- Aufgabenstellung:
Nenne jede Zeile der folgenden Datensätze, in der das Wort „pane“ vorkommt, und gib sie vollständig wieder.

Zeigeeinträge für benannte Objekte
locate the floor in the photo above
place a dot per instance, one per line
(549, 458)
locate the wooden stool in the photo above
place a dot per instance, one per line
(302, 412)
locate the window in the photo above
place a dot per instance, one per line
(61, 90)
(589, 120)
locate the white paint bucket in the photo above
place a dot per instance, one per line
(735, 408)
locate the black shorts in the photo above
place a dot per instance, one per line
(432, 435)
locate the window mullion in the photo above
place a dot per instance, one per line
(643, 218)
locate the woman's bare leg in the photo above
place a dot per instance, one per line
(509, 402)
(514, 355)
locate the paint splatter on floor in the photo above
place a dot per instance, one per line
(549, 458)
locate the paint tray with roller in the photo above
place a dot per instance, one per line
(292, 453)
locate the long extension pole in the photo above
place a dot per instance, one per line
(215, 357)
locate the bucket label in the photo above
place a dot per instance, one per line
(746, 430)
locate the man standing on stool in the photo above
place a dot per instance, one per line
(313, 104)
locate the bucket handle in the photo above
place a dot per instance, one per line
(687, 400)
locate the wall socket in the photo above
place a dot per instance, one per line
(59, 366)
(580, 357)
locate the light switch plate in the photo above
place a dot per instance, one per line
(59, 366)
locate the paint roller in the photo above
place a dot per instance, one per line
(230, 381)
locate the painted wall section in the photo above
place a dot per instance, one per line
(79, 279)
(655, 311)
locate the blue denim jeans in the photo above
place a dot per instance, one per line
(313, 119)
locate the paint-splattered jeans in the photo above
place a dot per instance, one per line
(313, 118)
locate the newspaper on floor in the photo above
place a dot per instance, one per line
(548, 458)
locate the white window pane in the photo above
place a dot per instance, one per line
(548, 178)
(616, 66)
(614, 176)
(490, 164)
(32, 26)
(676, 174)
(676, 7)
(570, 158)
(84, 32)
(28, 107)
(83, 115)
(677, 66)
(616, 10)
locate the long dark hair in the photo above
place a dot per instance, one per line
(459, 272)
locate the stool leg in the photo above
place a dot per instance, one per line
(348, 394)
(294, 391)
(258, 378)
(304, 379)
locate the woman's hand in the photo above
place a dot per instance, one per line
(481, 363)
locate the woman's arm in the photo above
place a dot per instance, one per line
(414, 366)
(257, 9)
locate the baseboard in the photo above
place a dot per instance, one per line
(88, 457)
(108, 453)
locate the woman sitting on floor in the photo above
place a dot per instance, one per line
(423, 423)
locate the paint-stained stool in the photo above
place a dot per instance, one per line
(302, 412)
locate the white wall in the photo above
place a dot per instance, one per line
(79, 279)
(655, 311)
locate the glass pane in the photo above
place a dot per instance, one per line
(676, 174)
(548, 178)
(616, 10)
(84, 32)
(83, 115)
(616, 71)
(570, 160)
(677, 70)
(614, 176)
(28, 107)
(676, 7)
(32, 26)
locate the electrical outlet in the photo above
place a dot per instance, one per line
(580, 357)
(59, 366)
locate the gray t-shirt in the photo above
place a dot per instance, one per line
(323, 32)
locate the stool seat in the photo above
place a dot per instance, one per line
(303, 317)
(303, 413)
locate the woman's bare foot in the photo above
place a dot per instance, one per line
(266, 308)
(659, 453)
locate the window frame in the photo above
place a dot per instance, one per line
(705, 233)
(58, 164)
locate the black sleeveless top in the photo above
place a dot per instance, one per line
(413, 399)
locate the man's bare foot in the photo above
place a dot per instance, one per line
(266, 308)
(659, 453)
--
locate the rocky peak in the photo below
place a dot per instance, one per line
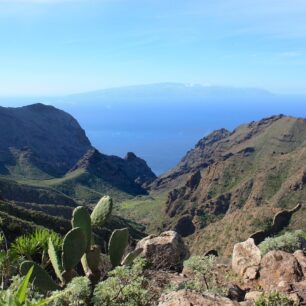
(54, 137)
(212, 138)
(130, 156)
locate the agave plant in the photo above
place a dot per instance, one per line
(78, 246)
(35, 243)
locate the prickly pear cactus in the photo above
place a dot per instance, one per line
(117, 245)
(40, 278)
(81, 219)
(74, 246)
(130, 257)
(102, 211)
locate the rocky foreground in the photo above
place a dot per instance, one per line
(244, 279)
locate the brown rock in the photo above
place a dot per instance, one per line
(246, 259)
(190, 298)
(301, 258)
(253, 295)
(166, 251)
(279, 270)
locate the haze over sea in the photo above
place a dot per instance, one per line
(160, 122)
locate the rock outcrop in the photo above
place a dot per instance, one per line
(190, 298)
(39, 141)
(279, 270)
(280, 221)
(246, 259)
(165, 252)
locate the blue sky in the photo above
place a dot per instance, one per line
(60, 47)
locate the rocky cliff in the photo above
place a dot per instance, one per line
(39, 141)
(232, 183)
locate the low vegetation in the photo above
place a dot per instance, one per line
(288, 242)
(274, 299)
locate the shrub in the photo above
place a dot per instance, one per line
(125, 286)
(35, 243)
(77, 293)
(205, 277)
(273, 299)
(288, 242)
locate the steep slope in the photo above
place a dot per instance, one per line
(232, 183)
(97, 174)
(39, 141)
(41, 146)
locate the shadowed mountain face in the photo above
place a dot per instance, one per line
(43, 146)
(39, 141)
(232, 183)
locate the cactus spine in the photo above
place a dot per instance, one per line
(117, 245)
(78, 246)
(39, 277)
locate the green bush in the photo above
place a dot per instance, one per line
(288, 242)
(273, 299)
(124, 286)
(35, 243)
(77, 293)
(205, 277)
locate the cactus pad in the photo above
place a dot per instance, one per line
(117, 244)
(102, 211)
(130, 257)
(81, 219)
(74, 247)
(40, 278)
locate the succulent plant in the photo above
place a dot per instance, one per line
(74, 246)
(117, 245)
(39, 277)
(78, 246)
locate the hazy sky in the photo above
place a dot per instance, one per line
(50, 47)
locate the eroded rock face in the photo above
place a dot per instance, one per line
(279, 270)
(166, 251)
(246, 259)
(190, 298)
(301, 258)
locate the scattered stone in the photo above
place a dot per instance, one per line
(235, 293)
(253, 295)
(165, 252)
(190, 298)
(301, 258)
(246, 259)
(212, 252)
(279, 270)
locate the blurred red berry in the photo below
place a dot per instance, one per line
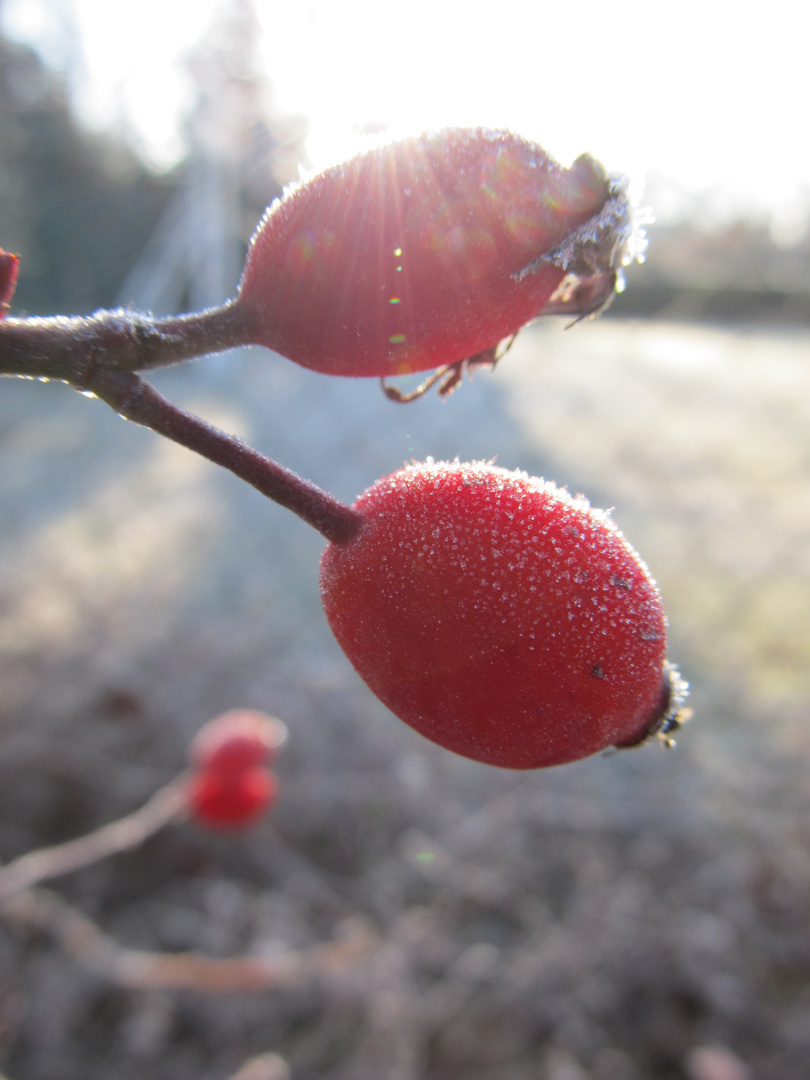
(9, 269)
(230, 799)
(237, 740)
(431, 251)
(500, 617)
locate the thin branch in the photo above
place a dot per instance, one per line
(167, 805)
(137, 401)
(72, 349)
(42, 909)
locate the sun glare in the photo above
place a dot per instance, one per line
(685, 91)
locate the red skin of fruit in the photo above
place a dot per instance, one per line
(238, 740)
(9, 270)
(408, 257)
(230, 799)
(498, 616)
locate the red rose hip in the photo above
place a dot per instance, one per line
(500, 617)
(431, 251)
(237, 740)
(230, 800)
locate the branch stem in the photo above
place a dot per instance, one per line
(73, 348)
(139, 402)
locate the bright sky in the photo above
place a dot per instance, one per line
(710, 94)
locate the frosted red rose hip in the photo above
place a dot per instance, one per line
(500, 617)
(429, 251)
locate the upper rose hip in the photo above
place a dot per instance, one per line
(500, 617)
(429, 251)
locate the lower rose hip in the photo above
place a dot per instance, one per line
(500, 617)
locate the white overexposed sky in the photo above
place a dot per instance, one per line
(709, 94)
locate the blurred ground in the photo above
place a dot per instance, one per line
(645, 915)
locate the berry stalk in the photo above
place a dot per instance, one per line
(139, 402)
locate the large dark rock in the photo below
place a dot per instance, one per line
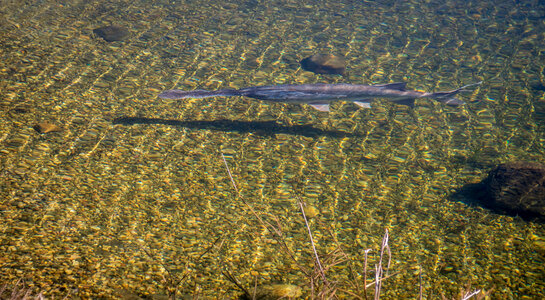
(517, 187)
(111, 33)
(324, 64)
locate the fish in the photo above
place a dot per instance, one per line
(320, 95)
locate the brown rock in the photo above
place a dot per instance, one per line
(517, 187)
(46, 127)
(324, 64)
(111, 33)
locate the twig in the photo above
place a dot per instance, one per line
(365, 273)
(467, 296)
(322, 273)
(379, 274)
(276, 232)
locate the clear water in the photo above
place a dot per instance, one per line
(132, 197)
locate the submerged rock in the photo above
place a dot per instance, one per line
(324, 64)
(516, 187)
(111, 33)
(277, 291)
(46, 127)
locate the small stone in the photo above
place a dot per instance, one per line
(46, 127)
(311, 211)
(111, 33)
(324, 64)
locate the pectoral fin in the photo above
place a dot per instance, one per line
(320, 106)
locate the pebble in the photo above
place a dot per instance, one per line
--
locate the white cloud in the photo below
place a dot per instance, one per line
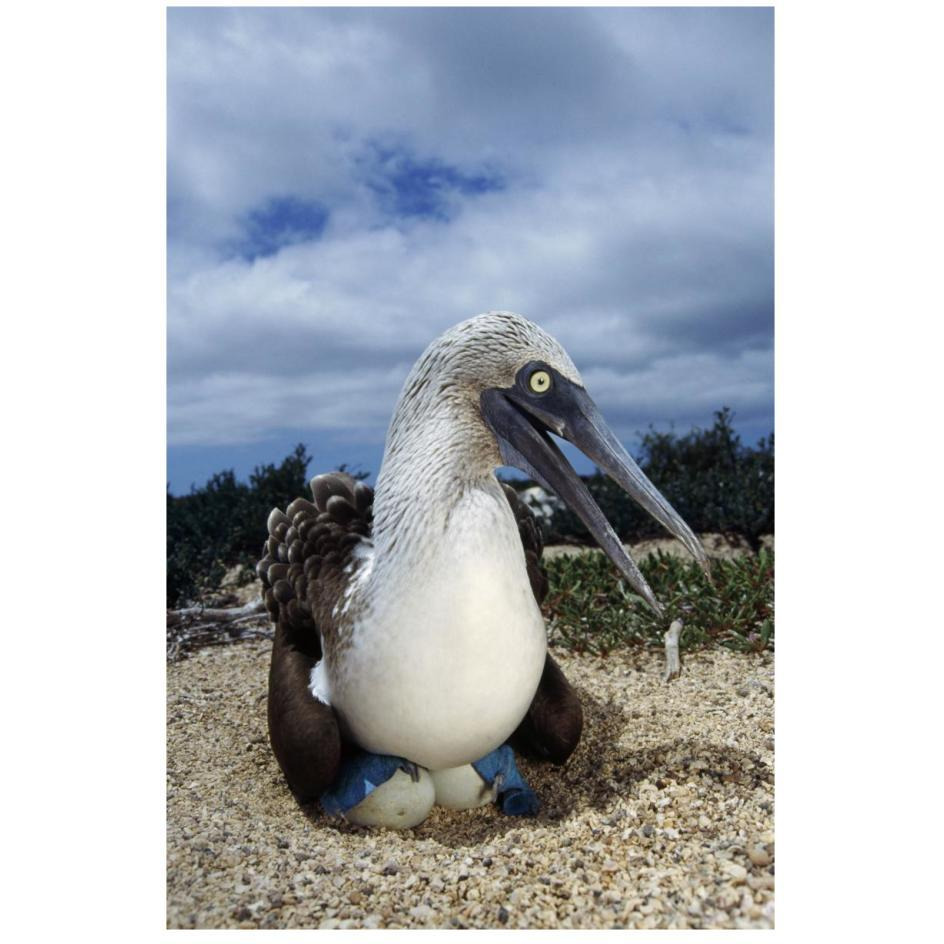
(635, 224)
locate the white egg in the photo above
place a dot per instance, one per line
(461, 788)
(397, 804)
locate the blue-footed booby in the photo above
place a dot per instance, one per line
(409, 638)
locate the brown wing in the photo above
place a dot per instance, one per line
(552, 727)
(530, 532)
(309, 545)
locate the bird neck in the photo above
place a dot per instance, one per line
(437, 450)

- Lösung:
locate the white window pane in the photo above
locate the glass pane in the photo above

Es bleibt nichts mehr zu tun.